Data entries
:::
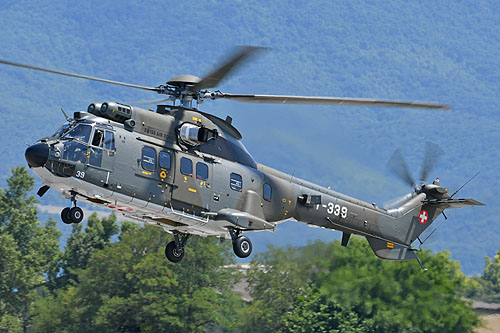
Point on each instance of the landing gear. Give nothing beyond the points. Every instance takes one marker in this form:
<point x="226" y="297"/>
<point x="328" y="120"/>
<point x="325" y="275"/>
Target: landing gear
<point x="174" y="251"/>
<point x="242" y="246"/>
<point x="72" y="215"/>
<point x="65" y="216"/>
:::
How to complete this task: Copy the records above precisely, and leave every image out of the copy.

Answer space:
Point on each instance of the landing gear. Give nothing beyond the points. Every instance takes one marker in this form:
<point x="226" y="297"/>
<point x="328" y="120"/>
<point x="325" y="275"/>
Target: landing gear
<point x="174" y="251"/>
<point x="242" y="246"/>
<point x="72" y="215"/>
<point x="65" y="216"/>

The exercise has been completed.